## SUPPLIED DATA
◇ ◇ ◇ ◇ ◇
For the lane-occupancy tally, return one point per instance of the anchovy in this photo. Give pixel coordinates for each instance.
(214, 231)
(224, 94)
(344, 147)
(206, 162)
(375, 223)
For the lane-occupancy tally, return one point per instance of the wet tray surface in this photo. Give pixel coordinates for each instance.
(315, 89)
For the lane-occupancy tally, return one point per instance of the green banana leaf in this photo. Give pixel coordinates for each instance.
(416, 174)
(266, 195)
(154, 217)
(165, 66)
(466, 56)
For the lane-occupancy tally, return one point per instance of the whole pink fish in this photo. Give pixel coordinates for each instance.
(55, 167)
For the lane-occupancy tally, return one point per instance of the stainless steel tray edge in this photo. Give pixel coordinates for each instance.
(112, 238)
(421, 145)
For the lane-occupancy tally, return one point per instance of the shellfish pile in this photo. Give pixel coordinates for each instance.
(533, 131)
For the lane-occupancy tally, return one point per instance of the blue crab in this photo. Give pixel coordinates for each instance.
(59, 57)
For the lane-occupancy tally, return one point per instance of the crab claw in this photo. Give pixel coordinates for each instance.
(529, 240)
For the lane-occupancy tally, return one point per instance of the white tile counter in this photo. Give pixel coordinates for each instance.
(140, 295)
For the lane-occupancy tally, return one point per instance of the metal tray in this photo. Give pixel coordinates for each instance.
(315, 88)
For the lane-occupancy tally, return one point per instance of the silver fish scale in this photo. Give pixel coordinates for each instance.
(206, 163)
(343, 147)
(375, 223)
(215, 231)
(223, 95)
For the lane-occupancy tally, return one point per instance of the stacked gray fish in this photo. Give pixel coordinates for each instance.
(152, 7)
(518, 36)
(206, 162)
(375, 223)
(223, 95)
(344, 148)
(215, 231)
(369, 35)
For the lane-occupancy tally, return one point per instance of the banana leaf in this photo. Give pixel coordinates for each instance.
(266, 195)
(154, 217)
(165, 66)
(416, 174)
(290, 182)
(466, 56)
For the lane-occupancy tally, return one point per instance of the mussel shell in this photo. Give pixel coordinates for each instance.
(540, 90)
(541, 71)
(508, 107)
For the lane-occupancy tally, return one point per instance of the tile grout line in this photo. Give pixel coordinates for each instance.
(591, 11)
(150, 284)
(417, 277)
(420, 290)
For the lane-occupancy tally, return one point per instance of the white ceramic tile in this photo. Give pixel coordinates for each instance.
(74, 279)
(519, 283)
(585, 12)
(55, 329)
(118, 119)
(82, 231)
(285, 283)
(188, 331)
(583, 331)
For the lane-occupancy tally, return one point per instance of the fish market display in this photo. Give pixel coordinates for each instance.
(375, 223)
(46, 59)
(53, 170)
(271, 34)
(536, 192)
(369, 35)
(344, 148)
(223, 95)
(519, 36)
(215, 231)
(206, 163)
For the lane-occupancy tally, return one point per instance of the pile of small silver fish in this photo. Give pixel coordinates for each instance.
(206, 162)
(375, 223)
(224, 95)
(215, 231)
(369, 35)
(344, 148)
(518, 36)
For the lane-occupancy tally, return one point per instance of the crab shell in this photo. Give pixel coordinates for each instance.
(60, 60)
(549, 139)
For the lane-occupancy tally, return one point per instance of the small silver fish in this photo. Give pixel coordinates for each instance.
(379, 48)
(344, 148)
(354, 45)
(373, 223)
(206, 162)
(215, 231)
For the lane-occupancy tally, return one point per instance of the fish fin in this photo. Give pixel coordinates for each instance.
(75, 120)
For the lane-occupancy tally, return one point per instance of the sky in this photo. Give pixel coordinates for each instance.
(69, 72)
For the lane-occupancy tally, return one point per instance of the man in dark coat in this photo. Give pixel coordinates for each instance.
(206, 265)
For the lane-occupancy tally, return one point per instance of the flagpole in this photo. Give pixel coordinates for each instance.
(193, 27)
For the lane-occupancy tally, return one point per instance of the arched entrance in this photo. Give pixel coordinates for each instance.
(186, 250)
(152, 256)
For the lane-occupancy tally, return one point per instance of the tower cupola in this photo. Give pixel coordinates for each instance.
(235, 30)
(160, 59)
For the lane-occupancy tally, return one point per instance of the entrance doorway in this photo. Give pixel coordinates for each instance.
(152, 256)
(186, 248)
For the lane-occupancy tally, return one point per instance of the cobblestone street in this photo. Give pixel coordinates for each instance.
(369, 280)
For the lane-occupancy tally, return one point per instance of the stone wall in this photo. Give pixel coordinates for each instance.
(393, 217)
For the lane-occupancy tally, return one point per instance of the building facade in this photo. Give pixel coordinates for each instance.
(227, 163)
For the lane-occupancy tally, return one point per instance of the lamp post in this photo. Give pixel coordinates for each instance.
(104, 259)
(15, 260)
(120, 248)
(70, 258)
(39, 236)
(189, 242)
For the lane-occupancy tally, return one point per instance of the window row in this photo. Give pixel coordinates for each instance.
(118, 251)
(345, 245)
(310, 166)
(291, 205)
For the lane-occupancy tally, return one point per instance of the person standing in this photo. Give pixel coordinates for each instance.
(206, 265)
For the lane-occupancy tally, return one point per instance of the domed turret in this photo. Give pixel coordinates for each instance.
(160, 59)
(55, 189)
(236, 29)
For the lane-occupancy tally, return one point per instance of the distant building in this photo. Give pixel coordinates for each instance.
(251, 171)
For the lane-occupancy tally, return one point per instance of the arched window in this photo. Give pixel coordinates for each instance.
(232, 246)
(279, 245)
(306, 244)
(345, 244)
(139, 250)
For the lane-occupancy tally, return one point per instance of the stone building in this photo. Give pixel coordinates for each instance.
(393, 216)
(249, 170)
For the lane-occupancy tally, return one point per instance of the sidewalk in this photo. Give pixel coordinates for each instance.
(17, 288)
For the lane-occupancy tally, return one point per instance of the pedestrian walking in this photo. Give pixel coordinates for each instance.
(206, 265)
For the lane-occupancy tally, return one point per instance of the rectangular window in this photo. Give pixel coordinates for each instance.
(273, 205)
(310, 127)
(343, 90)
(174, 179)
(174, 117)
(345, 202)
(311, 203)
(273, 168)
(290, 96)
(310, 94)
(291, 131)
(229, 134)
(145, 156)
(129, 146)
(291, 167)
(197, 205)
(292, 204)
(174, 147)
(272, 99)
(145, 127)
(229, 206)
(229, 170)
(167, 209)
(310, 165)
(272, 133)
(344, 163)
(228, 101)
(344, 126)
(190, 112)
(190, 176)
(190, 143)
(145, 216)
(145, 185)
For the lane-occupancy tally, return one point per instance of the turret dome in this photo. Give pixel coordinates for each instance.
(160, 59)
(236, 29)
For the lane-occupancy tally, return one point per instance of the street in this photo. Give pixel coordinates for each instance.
◇ ◇ ◇ ◇ ◇
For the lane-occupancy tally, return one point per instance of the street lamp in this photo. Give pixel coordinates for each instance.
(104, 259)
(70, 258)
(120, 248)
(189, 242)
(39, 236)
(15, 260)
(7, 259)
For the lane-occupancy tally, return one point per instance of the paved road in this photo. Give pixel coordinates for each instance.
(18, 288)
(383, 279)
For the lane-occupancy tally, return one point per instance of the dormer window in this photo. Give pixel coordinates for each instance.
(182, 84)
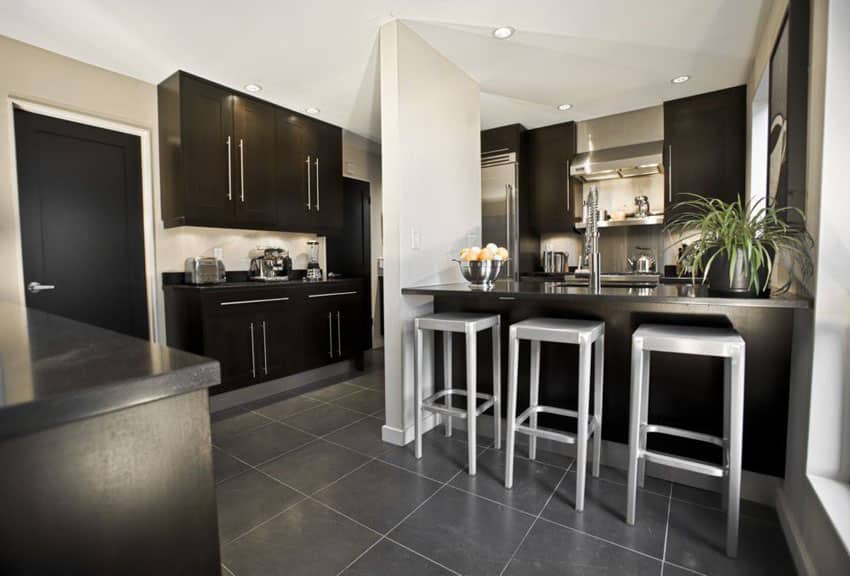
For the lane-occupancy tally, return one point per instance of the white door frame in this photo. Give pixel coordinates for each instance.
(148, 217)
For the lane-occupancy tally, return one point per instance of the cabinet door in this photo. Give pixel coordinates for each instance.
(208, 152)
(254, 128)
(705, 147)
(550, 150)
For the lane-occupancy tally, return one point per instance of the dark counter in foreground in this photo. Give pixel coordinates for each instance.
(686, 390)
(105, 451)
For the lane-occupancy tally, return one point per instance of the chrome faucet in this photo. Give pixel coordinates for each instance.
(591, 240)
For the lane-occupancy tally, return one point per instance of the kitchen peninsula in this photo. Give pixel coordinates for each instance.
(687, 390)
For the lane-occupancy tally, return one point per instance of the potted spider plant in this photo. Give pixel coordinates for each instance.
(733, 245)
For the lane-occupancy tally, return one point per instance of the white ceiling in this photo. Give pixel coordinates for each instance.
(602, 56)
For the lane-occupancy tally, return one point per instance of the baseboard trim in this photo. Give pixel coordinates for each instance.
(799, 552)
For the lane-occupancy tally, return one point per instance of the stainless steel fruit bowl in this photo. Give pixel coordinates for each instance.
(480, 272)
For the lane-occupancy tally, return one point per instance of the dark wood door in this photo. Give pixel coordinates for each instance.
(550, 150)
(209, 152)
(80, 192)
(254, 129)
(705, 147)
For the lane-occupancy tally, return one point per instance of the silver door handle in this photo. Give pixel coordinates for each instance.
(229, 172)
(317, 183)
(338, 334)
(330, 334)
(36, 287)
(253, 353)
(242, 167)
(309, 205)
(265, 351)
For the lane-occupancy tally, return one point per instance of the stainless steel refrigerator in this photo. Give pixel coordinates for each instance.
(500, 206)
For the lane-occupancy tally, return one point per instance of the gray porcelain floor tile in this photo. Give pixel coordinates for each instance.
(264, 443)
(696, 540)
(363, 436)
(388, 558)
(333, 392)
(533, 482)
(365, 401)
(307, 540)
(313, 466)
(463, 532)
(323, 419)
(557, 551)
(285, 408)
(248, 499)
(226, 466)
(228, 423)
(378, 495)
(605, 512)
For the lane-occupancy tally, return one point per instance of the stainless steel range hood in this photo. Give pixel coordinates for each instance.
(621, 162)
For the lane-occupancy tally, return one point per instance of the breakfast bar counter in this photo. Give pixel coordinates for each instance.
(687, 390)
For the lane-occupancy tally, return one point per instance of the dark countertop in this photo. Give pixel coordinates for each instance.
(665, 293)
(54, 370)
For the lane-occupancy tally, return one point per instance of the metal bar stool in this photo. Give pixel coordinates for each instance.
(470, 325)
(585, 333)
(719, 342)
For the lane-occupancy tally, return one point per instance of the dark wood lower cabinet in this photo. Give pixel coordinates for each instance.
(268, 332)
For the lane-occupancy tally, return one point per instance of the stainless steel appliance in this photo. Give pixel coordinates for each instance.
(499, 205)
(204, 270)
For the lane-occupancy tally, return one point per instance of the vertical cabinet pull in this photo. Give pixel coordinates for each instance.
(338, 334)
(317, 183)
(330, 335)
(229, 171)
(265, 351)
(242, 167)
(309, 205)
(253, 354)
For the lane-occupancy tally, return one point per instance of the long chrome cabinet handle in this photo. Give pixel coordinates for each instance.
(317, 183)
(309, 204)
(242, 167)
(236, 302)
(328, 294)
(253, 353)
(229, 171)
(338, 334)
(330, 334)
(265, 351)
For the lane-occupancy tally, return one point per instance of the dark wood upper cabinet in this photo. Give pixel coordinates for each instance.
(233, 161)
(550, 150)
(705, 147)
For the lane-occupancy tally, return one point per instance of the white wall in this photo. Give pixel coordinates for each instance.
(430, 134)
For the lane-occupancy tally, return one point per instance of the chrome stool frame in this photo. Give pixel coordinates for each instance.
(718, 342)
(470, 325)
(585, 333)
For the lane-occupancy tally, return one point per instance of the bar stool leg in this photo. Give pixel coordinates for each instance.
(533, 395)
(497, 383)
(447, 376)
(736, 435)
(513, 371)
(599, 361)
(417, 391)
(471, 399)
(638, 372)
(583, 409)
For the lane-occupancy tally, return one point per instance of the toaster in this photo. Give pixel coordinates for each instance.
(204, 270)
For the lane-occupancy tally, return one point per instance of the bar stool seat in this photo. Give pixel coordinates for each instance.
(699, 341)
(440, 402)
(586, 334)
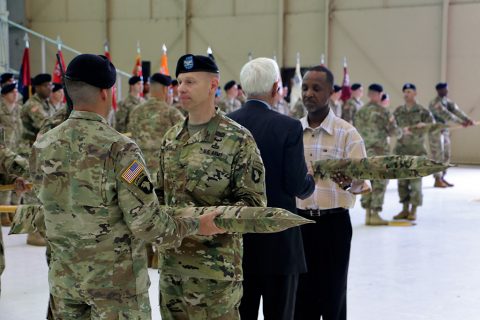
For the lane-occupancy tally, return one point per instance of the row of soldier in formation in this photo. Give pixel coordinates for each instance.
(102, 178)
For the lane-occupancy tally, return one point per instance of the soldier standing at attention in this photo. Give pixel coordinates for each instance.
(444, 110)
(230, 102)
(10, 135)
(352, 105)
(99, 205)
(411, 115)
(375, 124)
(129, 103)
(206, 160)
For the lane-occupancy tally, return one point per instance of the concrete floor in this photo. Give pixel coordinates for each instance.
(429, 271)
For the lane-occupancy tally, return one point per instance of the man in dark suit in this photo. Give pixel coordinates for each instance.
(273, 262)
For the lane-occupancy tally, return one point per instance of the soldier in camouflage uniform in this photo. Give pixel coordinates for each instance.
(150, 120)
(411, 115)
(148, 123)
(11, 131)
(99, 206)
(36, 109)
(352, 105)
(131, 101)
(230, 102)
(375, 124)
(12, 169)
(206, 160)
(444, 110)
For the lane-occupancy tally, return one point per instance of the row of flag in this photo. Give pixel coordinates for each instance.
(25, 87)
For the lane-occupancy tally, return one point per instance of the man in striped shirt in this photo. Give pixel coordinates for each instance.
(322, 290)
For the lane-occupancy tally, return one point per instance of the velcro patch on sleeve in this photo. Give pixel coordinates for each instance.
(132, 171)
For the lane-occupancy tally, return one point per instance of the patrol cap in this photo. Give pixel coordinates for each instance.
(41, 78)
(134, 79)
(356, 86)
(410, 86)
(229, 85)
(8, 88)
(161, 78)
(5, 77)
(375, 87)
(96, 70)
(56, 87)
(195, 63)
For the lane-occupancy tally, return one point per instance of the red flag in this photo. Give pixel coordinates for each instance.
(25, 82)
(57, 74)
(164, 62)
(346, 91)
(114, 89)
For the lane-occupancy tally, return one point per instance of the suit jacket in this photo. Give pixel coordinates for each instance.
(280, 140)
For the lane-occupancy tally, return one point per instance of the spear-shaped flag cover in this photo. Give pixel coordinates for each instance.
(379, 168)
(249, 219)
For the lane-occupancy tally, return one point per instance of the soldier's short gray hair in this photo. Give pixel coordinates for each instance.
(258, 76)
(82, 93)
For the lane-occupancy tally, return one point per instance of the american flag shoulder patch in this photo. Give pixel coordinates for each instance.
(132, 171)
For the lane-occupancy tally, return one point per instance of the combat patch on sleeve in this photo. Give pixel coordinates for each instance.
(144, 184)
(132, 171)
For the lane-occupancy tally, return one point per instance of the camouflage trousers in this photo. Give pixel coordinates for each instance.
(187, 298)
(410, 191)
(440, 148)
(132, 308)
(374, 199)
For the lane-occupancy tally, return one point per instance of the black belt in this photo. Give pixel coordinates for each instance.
◇ ◇ ◇ ◇ ◇
## REQUIREMENTS
Gather every line in the data above that contains the word "floor", treating case as significant.

## RESPONSE TO THE EXERCISE
For the lane-occupancy tally, return one point per instance of the gray porcelain floor tile in this photo. Give pixel coordinates for each instance.
For the lane-occupancy tally, return one point per instance of the concrete floor in this photo. Give pixel coordinates for each instance.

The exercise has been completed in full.